» Task objective
What you return should be the full listing, copied exactly and stripped of its pictures.
***
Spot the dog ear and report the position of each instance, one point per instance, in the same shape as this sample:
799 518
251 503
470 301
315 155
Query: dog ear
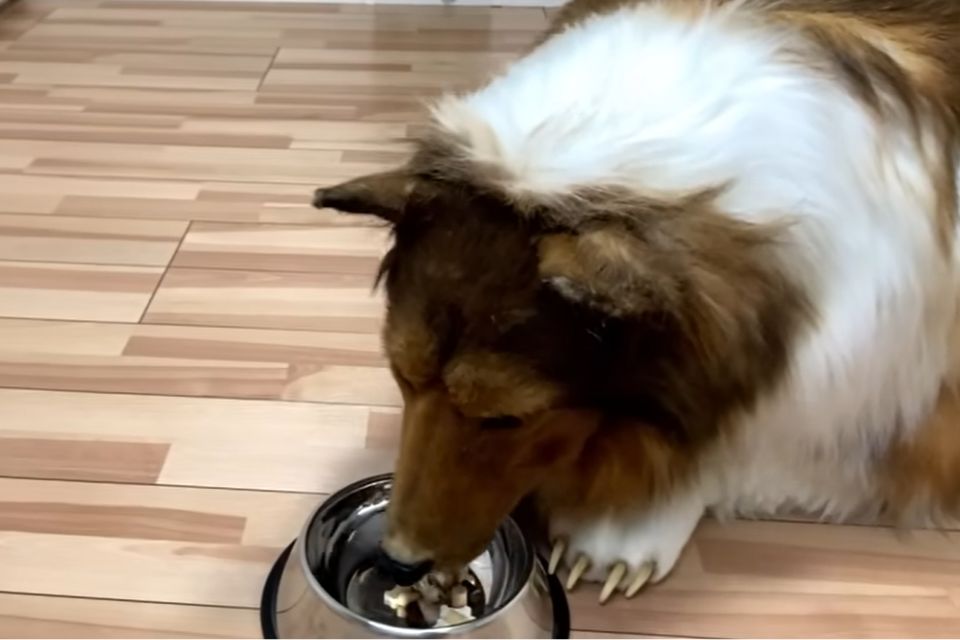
384 195
607 268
***
» Written reply
Spot the dog ear and report the position of each instance, one point per instance, in the same shape as this sample:
799 518
251 503
470 301
315 155
Query: dog ear
384 195
607 268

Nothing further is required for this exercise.